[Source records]
◇ ◇ ◇ ◇

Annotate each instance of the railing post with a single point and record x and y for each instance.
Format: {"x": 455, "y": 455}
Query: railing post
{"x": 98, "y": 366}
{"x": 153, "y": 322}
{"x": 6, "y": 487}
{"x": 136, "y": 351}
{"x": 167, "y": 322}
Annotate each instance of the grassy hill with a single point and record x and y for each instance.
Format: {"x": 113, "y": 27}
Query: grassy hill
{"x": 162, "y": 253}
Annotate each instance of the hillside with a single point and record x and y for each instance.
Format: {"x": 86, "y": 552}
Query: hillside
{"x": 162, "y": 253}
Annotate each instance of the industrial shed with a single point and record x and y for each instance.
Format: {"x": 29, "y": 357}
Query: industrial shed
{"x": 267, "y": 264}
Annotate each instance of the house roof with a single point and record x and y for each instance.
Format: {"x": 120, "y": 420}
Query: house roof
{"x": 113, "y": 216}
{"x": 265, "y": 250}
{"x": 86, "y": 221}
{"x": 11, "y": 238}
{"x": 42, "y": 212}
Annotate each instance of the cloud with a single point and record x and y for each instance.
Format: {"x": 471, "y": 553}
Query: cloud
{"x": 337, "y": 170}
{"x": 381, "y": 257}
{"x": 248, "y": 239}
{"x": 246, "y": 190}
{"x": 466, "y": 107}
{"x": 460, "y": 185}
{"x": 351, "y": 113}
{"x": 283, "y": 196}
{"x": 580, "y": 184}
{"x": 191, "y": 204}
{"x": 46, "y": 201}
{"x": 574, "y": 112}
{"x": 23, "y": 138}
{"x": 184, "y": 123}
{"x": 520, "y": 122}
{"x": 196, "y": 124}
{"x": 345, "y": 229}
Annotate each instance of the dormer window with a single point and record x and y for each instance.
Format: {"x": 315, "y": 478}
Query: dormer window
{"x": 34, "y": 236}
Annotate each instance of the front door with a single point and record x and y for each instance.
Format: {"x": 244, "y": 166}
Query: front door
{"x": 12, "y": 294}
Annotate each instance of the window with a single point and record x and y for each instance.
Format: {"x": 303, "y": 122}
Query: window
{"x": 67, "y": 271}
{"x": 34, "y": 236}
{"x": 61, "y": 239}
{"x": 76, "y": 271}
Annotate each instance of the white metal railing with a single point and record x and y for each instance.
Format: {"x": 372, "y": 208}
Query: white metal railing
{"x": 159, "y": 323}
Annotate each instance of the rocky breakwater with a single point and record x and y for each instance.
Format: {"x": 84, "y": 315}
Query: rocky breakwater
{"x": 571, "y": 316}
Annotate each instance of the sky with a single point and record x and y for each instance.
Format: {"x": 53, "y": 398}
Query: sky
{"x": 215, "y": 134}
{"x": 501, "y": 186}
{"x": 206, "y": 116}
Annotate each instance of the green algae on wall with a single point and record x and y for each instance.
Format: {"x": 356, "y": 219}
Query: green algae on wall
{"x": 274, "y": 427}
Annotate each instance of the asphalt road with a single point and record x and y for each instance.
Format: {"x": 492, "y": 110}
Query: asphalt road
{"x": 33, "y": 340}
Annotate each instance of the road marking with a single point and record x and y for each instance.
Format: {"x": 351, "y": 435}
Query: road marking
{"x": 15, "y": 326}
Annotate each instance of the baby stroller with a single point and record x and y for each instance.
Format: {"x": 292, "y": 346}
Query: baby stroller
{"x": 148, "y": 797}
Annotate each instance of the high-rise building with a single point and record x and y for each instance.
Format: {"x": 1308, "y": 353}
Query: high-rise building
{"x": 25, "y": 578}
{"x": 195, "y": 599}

◇ ◇ ◇ ◇

- REQUIRED TASK
Return exactly the lines from the one containing "Annotate each instance of the green" through the last line of the records above, both included, and nothing else.

- RESPONSE
Annotate each instance of the green algae on wall with a single point and record x and y for each instance.
Format: {"x": 356, "y": 219}
Query: green algae on wall
{"x": 274, "y": 427}
Annotate each instance of the asphalt road with a single point and record x and y for each instance.
Format: {"x": 492, "y": 110}
Query: asphalt road
{"x": 33, "y": 340}
Annotate each instance of the road marking with a single point and record x and y for each instance.
Format: {"x": 351, "y": 435}
Query: road marking
{"x": 15, "y": 326}
Annotate each instance of the baby stroller with a single point and record x and y for each instance.
Format: {"x": 292, "y": 346}
Query: baby stroller
{"x": 148, "y": 797}
Annotate each instance of the high-rise building with a single point and record x and y for each instance.
Format: {"x": 1308, "y": 353}
Query: high-rise building
{"x": 25, "y": 578}
{"x": 195, "y": 599}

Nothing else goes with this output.